Votre objectif>
Dans le segment du document sur les lettres de Gaston, quelle date porte la lettre où Monsieur supplie Sa Majesté « d’examiner les desseins de ceux qui en sont auteurs » ?

Les lettres de Gaston sont des chefs-d’œuvre en leur genre. Elles font le plus grand honneur au sens psychologique de ce névrosé si intelligent. Monsieur connaissait le fort et le faible de son frère. Il le savait jaloux, ulcéré de sa propre insignifiance en face du grand homme qui travaillait à faire « d’une France languissante une France triomphante[1], » et il trouvait avec un art merveilleux les mots les plus propres à irriter ces plaies secrètes. Sa correspondance débute par des insinuations sur l’intérêt qu’avait Richelieu à les brouiller, afin de tenir plus sûrement le roi en sa dépendance : « Je supplie… Votre Majesté… de vouloir faire réflexion sur ce qui se passe, et d’examiner les desseins de ceux qui en sont auteurs : vous trouverez, je m’assure, si vous y prenez garde, que leurs intérêts ne sont pas les vôtres, mais qu’ils sont d’autre nature, et vont plus avant que vous n’avez pensé, jusques ici (23 mars 1631). » Dans la lettre suivante, Monsieur s’adresse à la fois aux mauvais sentimens de Louis XIII et à sa conscience de souverain. Il feint de s’attendrir sur la « condition déplorable » de son frère, réduit, malgré ses « très grandes lumières d’esprit, » à n’être qu’une ombre de roi, sans autorité, sans volonté, compté pour rien dans son propre royaume, privé

  1. Recueil etc., Discours sur plusieurs points importuns de l’étal présent des affaires de France.

Extrait des données>
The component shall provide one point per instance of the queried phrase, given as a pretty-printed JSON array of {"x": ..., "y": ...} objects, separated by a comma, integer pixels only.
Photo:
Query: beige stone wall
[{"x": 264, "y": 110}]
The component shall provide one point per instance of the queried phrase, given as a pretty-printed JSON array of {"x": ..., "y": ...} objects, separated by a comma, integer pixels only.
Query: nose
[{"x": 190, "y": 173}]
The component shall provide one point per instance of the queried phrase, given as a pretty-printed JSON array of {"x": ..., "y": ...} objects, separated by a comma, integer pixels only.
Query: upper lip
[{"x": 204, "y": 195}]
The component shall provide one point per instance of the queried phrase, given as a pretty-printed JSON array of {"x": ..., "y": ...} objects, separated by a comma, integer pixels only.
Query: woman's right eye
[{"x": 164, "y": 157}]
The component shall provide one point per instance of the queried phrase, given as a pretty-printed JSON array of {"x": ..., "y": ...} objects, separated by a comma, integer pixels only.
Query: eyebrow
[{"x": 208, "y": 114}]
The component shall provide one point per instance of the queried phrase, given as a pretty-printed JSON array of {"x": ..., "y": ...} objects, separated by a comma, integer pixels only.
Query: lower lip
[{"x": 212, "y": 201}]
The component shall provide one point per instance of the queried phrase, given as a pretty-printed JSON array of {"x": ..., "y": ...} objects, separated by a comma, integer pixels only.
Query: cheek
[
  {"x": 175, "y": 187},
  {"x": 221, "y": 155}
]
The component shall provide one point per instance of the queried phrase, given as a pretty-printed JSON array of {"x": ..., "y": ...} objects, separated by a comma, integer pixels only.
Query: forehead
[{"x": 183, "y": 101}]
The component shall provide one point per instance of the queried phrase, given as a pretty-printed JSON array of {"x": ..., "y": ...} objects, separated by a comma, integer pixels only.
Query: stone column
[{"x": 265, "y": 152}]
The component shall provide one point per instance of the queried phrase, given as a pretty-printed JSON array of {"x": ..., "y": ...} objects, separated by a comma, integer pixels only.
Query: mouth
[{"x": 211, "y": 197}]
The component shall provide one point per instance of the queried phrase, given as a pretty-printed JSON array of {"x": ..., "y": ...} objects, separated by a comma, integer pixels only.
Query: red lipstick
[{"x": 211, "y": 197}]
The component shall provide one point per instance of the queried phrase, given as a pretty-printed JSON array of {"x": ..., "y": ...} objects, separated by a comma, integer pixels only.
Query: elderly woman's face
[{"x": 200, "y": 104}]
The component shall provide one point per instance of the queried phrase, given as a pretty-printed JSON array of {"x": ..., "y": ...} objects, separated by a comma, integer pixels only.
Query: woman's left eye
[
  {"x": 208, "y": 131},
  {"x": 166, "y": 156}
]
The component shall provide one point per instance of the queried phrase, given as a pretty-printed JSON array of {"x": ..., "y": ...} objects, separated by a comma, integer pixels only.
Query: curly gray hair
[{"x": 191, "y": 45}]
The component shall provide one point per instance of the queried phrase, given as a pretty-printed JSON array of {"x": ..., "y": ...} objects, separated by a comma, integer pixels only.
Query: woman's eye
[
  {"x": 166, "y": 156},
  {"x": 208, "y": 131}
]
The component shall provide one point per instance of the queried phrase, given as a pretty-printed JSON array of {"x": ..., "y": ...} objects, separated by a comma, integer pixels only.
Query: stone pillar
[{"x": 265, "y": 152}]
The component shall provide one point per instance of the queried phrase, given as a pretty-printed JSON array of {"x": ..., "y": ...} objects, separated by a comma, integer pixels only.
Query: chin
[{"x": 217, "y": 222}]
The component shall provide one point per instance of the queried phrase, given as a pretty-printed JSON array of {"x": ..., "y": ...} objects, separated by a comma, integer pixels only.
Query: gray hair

Problème résolu>
Le 23 mars 1631.